▶ Problem to solve: Can you rewrite the part of the Split review starting at "Although the way" and ending at "of another kind...", with "therapist" changed to "psychiatrist"?

STARRING: JAMES MCAVOY; ANYA TAYLOR JOY; BETTY BUCKLEY
DIRECTED BY: M. NIGHT SHYAMALAN
AMovieGuy.com's RATING: 3 STARS (Out of 4)
The career of M. Night Shyamalan has been subjected to the critical highs and lows in Hollywood, but what the Sixth Sense writer/director can proudly say is that he has stuck to his guns, like Frank Sinatra, he's done it his way. His newest psychological creeper- Split is a resounding success and has an impressively bonkers performance from James McAvoy. Or should I say performances? His portrayal of 23 different characters carries a lot of the weight, while Shyamalan strings the audience along with his originally wicked thriller style.
Anya Taylor Joy continues her meteoric rise, after superb work in The Witch and Morgan, here she plays Casey, an awkward girl who after a birthday party is kidnapped, along with the popular Claire (Haley Lu Richardson) and Marcia (Jessica Sula). The man who takes them captive is McAvoy's Kevin, an unstable person, suffering from a multiple personality diagnosis known as dissociative identity disorder (DID). He keeps the women locked in a room, with little idea of where they are, and what their fate will be. What they also don't know, is which personality lurked behind the door. Each time the latch opened revealed another of his 23 distinctly different characters, that range from a sensitive mother figure to a curious little boy named Hedwig.
Although the way Split deals with mental disability will certainly have health officials bending their heads, we meet Kevin's therapist Dr. Fletcher (Betty Buckley). She approaches her patient with a gentle respect, as she has studied many cases like this, and developed a belief that each individual that lives in Kevin is distinctly different. When the captor visits, we learn that there could possibly be a 24th personality, something that he calls “The Beast”. It could be a being that is of the supernatural, something violent, or an animal of another kind...
For a long time, I have viewed Shyamalan's films with keeping in mind his love for Spielberg, almost entirely forgetting his influence from Hitchcock. In Split, that inspiration is often present, with his bending and twisting ways of telling a story. The framing of staircases, underground corridors, and exhaust pipes by DP Mike Gioulakis creates a claustrophobic maze that helps build the tension. Meanwhile, you continue guessing the moves that our characters will make, the three girls find themselves playing a game of cat and mouse, studying each personality, and plotting their escape. That task is not as easy to accomplish, as Casey's own backstory has a disturbing history that comes into play in her survival.

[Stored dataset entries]
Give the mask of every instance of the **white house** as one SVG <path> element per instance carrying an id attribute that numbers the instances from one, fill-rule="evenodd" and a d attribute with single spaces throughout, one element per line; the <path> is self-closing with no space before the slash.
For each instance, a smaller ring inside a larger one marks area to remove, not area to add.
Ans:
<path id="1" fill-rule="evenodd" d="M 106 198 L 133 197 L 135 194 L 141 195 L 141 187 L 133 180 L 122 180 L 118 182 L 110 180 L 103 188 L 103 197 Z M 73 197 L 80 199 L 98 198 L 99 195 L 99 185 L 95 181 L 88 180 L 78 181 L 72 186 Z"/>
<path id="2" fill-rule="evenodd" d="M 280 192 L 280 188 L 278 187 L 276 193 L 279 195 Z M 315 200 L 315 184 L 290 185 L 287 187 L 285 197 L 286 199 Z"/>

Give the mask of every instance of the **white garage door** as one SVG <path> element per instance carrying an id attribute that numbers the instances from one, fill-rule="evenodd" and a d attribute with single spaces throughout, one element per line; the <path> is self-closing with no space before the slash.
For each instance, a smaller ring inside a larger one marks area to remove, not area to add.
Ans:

▶ Problem solution:
Although the way Split deals with mental disability will certainly have health officials bending their heads, we meet Kevin's psychiatrist Dr. Fletcher (Betty Buckley). She approaches her patient with a gentle respect, as she has studied many cases like this, and developed a belief that each individual that lives in Kevin is distinctly different. When the captor visits, we learn that there could possibly be a 24th personality, something that he calls “The Beast”. It could be a being that is of the supernatural, something violent, or an animal of another kind...